▶ **Problem statement**:
Output nothing but the lines from the line with "Exercise. Point out the blue wing" through the end of the listing below, both ends included.
● ● ●
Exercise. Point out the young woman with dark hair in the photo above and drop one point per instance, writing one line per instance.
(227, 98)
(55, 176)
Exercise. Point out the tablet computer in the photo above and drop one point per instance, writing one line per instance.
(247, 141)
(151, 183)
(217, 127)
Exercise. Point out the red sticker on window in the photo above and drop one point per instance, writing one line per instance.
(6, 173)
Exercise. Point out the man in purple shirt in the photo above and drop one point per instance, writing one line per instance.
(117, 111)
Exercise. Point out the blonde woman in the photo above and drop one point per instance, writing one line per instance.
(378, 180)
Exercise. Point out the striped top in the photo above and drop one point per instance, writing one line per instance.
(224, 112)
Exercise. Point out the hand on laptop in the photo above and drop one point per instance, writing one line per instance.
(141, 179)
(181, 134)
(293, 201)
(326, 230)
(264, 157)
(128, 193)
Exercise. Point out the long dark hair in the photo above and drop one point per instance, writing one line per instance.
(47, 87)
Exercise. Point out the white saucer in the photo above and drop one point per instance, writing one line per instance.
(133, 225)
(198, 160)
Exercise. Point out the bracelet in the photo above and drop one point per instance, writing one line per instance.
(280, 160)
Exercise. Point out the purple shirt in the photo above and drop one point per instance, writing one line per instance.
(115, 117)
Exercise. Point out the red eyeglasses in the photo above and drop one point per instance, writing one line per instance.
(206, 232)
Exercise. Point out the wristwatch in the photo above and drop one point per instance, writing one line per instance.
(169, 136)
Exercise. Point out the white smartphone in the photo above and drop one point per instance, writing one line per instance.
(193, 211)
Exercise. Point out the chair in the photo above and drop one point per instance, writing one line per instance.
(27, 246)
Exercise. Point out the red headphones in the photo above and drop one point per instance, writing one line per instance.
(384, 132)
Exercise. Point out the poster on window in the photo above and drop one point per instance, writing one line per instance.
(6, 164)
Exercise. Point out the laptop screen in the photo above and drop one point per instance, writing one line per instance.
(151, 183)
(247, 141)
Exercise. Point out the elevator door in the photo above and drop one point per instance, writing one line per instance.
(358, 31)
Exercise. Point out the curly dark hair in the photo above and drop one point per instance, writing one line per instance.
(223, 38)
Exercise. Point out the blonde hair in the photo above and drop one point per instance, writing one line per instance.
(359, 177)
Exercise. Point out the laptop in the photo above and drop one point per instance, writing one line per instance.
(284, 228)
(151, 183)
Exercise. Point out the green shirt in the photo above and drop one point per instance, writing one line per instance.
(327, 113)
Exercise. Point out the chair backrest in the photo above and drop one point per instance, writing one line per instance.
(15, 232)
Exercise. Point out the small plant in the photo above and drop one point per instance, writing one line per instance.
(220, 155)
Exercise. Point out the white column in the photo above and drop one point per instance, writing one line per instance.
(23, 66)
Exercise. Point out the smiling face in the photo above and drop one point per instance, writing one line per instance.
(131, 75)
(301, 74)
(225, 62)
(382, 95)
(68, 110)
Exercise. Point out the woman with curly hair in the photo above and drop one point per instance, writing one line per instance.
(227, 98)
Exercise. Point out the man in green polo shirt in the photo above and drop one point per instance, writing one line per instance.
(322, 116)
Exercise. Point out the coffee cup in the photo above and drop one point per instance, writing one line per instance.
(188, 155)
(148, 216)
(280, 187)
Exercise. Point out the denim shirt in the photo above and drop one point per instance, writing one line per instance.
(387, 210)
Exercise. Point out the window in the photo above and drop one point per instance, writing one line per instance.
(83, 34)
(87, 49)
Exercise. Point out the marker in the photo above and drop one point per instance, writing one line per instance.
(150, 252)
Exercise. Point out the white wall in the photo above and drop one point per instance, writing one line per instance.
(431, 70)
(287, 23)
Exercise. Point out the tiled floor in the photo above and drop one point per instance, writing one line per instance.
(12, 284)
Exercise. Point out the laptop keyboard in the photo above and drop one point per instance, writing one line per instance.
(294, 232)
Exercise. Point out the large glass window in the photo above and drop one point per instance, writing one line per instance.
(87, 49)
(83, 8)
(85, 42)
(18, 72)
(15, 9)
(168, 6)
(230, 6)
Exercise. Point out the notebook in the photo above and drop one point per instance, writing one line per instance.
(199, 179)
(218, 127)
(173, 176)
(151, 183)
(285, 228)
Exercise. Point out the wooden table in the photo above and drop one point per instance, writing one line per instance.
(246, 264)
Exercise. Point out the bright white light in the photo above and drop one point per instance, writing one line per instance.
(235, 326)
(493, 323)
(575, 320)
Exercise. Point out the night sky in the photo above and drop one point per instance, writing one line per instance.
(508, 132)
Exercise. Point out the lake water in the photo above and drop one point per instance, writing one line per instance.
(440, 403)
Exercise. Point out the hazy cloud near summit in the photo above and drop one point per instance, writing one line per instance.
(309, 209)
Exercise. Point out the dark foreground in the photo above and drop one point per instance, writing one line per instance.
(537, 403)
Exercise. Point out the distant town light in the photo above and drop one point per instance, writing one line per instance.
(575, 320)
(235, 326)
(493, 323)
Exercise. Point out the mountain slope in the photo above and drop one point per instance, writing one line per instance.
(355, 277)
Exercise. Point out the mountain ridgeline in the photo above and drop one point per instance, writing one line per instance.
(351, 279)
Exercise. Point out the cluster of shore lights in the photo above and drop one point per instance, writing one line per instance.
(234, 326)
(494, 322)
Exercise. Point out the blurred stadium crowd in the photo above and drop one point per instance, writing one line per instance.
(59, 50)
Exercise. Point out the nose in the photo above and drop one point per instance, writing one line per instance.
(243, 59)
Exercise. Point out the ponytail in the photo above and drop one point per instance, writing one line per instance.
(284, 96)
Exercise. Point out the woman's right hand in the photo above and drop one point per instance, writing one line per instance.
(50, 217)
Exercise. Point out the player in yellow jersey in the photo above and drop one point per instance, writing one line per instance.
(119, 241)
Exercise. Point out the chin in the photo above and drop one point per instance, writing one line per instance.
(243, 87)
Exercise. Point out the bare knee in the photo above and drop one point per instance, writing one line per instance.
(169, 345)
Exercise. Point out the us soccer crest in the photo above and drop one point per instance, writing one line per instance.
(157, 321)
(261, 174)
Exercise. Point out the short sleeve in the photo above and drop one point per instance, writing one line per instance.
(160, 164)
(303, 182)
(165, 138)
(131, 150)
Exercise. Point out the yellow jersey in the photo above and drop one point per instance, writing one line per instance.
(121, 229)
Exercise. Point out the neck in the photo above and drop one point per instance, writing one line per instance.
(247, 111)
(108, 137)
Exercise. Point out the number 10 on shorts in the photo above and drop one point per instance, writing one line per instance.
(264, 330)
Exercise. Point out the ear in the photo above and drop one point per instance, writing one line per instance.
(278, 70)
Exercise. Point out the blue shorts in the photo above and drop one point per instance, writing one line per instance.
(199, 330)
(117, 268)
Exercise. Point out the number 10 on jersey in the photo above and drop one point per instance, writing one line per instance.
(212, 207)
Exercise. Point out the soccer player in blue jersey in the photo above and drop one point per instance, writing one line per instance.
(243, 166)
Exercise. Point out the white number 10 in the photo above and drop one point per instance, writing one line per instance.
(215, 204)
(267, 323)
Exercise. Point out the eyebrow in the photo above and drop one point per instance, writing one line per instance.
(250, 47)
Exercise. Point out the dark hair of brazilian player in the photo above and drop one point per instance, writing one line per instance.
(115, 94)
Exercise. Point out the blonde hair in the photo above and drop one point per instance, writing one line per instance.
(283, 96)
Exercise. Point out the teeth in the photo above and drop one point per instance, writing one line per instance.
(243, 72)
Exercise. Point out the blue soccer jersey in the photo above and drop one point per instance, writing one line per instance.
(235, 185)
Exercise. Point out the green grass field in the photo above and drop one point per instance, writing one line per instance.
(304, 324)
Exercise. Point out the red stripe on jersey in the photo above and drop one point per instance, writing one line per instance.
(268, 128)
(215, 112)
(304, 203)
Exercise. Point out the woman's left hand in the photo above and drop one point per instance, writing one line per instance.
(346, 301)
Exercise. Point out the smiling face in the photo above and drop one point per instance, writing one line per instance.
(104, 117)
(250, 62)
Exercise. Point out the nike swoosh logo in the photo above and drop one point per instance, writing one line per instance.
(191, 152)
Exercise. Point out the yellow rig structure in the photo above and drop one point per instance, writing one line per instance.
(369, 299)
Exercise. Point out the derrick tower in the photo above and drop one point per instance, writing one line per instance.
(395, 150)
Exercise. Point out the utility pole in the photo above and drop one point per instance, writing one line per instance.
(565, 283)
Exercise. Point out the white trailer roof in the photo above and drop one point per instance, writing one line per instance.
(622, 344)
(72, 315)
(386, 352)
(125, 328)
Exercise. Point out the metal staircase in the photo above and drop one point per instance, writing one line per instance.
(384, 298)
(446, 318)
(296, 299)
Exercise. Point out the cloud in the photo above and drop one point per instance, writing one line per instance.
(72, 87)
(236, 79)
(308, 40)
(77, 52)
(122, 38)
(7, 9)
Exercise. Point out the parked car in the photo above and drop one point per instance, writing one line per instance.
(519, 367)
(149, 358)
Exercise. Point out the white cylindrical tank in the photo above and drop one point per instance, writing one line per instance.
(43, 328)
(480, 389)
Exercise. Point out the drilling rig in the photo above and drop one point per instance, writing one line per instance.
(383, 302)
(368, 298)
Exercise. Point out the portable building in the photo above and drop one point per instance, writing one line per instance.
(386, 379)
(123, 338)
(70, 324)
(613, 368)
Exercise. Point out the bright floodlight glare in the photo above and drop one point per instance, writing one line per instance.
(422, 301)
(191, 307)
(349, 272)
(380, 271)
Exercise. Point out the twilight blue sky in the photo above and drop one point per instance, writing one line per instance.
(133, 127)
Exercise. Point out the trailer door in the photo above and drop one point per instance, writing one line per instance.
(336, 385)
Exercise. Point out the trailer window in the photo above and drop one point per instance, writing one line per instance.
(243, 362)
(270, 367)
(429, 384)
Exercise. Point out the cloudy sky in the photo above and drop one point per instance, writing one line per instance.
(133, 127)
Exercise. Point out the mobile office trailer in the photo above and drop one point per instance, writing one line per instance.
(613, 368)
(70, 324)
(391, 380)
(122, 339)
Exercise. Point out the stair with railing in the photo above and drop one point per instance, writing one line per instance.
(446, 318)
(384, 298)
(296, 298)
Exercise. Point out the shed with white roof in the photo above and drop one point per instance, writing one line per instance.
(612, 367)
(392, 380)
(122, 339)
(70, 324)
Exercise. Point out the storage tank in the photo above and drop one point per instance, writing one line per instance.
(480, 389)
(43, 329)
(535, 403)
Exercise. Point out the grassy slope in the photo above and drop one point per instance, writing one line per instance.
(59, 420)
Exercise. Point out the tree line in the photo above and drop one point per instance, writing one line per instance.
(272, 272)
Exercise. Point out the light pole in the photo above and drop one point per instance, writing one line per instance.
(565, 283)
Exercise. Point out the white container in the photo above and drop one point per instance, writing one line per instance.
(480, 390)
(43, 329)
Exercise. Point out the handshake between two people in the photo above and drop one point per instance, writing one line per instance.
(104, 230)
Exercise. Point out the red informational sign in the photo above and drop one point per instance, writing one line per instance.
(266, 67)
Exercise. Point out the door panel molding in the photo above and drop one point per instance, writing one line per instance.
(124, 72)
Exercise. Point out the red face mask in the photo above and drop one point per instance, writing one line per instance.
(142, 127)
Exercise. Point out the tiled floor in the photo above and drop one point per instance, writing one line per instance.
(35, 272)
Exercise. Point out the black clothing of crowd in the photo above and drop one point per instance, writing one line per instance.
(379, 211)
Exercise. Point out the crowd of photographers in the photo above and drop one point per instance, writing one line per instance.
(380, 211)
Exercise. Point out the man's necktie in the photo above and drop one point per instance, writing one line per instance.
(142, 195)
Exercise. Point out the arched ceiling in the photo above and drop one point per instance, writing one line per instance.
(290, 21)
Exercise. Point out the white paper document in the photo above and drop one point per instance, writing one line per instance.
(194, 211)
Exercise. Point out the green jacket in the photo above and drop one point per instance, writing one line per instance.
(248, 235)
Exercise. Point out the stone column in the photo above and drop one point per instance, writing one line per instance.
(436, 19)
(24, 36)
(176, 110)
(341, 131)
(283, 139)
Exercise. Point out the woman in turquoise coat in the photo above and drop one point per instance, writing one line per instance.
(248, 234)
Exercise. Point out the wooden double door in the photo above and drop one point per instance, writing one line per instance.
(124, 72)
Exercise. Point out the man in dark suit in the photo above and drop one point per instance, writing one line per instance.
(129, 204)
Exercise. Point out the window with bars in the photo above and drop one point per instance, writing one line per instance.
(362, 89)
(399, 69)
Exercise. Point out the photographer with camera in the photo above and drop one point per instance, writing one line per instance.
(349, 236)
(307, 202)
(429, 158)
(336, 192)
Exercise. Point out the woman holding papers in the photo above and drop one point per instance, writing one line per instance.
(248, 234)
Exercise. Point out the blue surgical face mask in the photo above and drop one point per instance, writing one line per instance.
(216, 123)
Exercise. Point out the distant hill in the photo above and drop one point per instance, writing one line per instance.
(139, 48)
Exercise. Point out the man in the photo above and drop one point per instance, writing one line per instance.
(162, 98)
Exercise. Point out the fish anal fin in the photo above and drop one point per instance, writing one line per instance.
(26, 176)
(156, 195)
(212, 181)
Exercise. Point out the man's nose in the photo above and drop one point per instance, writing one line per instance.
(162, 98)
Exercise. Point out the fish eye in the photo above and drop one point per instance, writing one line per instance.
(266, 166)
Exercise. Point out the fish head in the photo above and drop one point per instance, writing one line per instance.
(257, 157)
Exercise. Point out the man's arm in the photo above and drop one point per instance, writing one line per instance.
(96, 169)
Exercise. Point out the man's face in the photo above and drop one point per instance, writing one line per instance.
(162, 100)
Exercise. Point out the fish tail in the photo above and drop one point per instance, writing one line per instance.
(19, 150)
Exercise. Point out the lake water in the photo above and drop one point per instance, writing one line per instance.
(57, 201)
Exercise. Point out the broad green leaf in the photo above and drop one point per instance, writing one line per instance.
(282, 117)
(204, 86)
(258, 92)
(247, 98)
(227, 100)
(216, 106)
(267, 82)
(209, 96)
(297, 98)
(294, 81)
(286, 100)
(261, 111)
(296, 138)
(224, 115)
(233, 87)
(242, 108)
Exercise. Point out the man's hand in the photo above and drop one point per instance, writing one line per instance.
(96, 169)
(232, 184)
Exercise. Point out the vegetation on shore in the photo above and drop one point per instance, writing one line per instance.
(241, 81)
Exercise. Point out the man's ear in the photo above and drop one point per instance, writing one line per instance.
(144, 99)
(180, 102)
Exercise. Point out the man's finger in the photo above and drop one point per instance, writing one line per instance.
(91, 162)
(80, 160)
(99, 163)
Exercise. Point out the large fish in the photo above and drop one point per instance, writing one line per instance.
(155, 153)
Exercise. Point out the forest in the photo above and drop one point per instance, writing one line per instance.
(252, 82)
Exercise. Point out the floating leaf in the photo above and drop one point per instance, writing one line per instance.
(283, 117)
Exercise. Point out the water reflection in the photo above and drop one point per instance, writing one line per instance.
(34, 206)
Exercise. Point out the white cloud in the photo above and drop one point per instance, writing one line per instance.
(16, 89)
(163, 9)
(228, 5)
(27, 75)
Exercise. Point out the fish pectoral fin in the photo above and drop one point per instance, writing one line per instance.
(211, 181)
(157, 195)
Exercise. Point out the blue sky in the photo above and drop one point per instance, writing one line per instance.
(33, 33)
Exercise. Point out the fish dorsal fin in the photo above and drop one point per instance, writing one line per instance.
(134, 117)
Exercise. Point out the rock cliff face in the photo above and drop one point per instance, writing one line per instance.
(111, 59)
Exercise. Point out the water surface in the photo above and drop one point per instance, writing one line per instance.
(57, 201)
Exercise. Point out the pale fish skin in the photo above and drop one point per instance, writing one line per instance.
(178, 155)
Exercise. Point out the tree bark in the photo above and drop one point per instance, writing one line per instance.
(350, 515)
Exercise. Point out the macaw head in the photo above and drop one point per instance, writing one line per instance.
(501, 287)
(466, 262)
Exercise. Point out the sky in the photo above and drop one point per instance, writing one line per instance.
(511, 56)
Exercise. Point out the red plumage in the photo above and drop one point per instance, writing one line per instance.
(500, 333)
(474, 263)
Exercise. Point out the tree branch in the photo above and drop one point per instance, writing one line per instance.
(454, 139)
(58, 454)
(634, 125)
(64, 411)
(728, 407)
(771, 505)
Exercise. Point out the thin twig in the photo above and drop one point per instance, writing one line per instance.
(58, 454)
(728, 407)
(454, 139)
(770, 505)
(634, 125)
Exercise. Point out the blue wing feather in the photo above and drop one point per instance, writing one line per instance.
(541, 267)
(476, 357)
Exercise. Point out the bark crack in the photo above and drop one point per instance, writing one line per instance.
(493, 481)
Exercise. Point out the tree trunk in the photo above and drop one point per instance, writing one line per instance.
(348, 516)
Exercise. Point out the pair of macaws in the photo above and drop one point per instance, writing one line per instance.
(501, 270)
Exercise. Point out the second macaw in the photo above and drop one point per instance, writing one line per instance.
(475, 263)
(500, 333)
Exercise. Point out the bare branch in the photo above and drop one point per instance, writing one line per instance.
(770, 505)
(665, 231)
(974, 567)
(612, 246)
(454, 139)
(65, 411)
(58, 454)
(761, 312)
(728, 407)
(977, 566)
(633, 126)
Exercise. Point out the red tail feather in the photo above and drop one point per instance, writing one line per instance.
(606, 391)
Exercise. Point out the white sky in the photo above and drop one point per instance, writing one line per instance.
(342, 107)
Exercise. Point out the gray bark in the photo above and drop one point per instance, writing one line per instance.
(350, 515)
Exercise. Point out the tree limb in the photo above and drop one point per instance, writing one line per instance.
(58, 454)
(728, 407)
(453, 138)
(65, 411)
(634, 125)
● ● ●
▶ **Expected answer**:
Exercise. Point out the blue wing feather in the photo above and drop one point per instance, writing one line per instance.
(541, 267)
(476, 357)
Exercise. Point out the bark crack in the photo above and drop one point per instance, writing one line per instance.
(493, 481)
Exercise. Point out the tree trunk in the photo above and drop one point per instance, writing one line per instance.
(348, 516)
Exercise. Point out the pair of macaws in the photo above and drop one point per instance, writing one line per instance.
(501, 270)
Exercise. Point out the second macaw in the photo above and drop one point per instance, writing one line per instance.
(475, 263)
(500, 333)
Exercise. Point out the bare branch in the photo above and drop one point per instance, writing one line per instance.
(770, 505)
(665, 231)
(974, 567)
(612, 246)
(454, 139)
(65, 411)
(58, 454)
(761, 312)
(728, 407)
(977, 566)
(633, 126)
Exercise. Point out the red tail feather in the photo above and drop one point per instance, writing one line per instance.
(606, 391)
Exercise. Point out the white sky in the photo above and drop one point per instance, writing one line per instance.
(342, 107)
Exercise. Point out the gray bark in the photo above and drop one point per instance, writing one line per instance.
(350, 515)
Exercise. Point out the tree limb in the photo above and drop one point per instance, writing one line per instance.
(58, 454)
(728, 407)
(453, 138)
(65, 411)
(634, 125)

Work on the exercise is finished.